— start Input for this task —

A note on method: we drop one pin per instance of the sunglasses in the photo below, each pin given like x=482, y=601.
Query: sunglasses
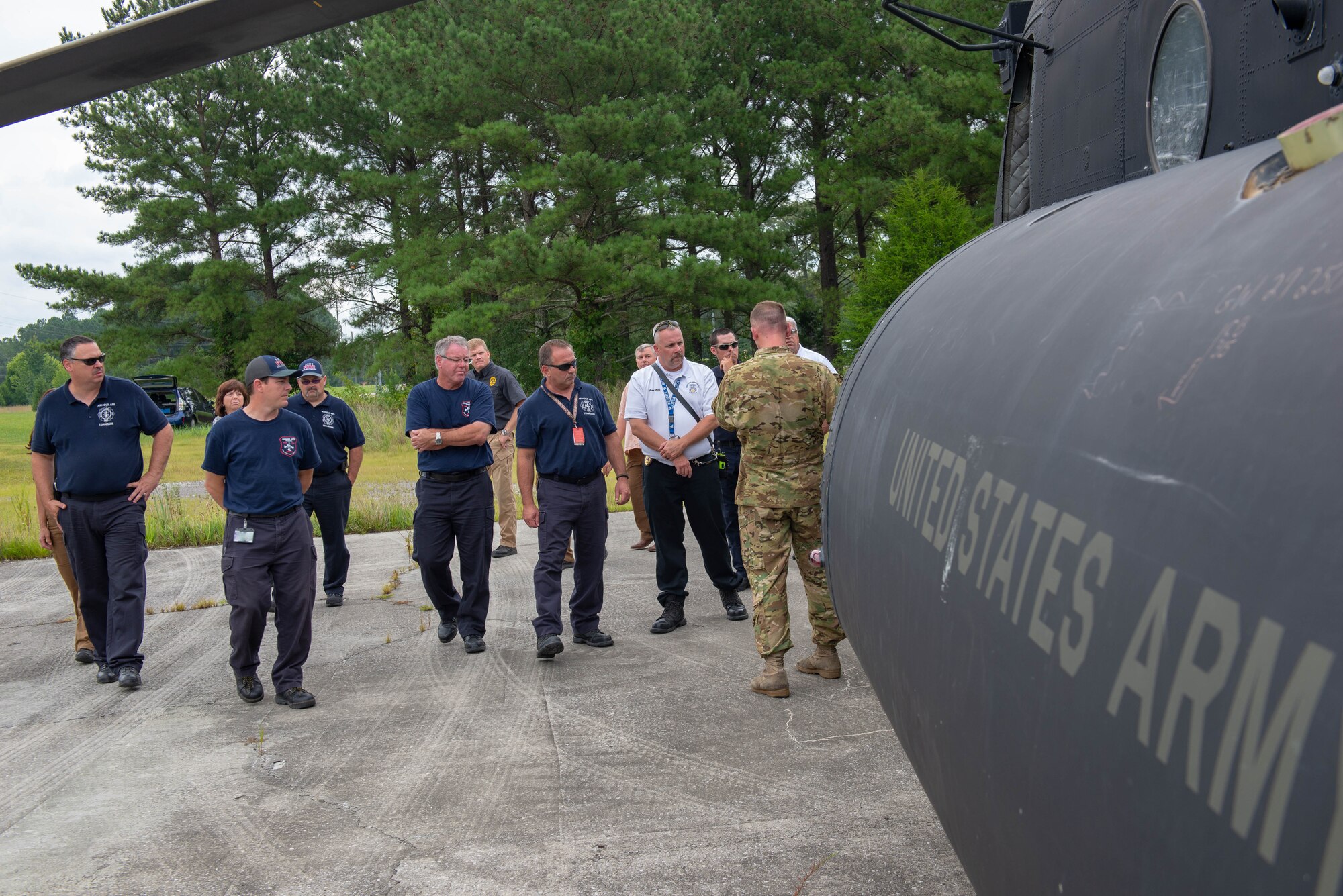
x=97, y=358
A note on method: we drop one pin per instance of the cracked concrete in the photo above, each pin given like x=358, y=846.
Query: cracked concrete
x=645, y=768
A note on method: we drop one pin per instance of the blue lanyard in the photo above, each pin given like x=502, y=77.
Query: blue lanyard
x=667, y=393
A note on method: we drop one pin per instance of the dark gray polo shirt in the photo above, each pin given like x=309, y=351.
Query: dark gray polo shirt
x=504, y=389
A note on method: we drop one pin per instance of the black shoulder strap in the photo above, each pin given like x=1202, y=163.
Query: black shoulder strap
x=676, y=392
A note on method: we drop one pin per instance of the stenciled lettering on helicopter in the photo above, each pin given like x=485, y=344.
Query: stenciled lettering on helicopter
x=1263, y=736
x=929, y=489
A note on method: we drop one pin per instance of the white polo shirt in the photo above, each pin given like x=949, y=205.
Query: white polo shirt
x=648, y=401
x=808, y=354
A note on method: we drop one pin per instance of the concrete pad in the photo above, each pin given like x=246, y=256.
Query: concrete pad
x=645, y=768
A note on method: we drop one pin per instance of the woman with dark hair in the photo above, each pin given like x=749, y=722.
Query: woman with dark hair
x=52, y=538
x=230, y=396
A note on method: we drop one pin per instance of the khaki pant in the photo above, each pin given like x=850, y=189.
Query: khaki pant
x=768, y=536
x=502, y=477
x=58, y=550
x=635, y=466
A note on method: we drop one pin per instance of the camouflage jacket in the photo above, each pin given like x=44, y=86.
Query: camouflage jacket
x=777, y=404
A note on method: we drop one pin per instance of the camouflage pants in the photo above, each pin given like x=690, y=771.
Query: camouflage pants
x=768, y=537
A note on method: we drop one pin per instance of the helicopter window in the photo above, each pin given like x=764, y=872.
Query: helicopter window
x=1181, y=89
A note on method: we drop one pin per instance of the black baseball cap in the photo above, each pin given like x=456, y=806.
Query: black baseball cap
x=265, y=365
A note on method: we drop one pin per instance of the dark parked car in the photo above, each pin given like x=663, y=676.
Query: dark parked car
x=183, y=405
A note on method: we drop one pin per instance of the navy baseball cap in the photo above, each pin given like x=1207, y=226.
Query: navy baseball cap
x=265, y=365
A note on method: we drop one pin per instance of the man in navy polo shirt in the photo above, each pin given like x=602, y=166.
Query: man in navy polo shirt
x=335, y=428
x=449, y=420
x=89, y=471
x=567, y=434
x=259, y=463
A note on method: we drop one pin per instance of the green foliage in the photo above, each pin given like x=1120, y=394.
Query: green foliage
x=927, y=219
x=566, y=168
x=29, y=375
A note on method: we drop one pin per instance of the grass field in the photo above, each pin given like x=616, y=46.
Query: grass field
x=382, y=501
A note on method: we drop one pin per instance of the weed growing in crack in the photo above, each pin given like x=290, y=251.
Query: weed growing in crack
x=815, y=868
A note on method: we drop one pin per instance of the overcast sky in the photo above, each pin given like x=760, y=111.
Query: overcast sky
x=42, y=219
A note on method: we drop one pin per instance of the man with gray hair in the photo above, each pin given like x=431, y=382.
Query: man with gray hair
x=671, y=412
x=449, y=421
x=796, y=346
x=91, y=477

— end Input for this task —

Written exercise
Rewrite every entry above, putting "place one marker" wherever "drop one pin" appears and keeping all other text the same. Leave the pictures out of your answer.

Completed task
A note on method: we place one marker per instance of the sunglasses in the photo below, each pin given like x=482, y=601.
Query: sunglasses
x=97, y=358
A note on method: we place one marker per instance of the cracked concrete in the photo above, each pin given like x=358, y=846.
Query: cracked concrete
x=645, y=768
A note on method: we place one marker per instance of the blue lanyard in the photo above, each pin given like x=502, y=77.
Query: blue lanyard
x=667, y=393
A note on method: we place one marker per instance of the dark gray polo shirt in the photo above, each pin given like x=309, y=351.
Query: dark gray polo shirt
x=504, y=389
A note on method: we place one marker per instance of the black shoulder strap in the photo above, each pin given like x=1202, y=163.
Query: black shoulder strap
x=676, y=392
A note on method: we place one marker per instance of the stenciled lettering on helicopter in the photo above, each pin given like x=485, y=344.
Query: stenciled lettering on helicopter
x=1263, y=736
x=929, y=489
A note on method: we place one marker per instance of the white polo shirt in the photo above, each pin given like x=949, y=205.
Query: white polo shirt
x=648, y=401
x=808, y=354
A note on method: we place one marker per instance of the concrete pad in the photo above, each pin given like x=246, y=256.
Query: concrete pad
x=645, y=768
A note on method: we place one marker per instance of the woman with dark hair in the photo above, each pin given like x=749, y=722.
Query: woman with dark hair
x=52, y=538
x=230, y=396
A note on method: we place one marker per instance of the khaki pant in the photo above, each pin given like x=850, y=189.
Query: khaki pant
x=768, y=536
x=502, y=477
x=58, y=550
x=635, y=466
A note on method: we place one marker per instance of the camouflage jacket in the photo above, each pin given like x=44, y=86.
Query: camouflage jacket
x=777, y=404
A note on method: we place one marker per instance of the camouflage pants in the photo above, each pin given like x=690, y=771.
Query: camouflage pants
x=768, y=537
A note on method: we place one marker per instance of the helicopter window in the photo above, each pin given like x=764, y=872.
Query: helicopter window
x=1181, y=89
A note on method: we place one marker per instance of the black baseball cap in the photo above, each pin given like x=456, y=806.
Query: black baseball cap
x=265, y=365
A note on method: we place one marker per instance of the dark parked car in the photo above, each pin given like x=663, y=676.
Query: dark parked car
x=183, y=405
A note on method: we place one marker per instance of the navy baseball cap in the photo above, each pin given like x=1207, y=226.
Query: navy baseball cap
x=265, y=365
A note on method: we place one marker per instance of the man in navy polo shirt in the photo above, each pin given like x=602, y=166.
Query: man in navy polo shirt
x=335, y=428
x=449, y=420
x=89, y=471
x=567, y=434
x=259, y=463
A note on method: we place one marker per instance of the green foliage in the photo above, each pin given like x=1120, y=394.
Query: green foliage
x=927, y=219
x=566, y=168
x=29, y=375
A note on method: we place one marker per instance of the grass field in the photo above, each pin given like x=616, y=46.
Query: grass field
x=382, y=501
A note on method: we place one marker per instance of the weed growing in crack in the photo above, each pin given like x=290, y=251.
Query: weed growing in crack
x=815, y=868
A note on method: we place one marker per instance of the overcast sky in the photo above, each pin given like x=760, y=111.
Query: overcast sky
x=42, y=219
A note on method: we place one marker per instance of the man with gray hair in the photo above, each pin given like x=431, y=382.
Query: man with gray hair
x=671, y=412
x=449, y=421
x=796, y=346
x=91, y=477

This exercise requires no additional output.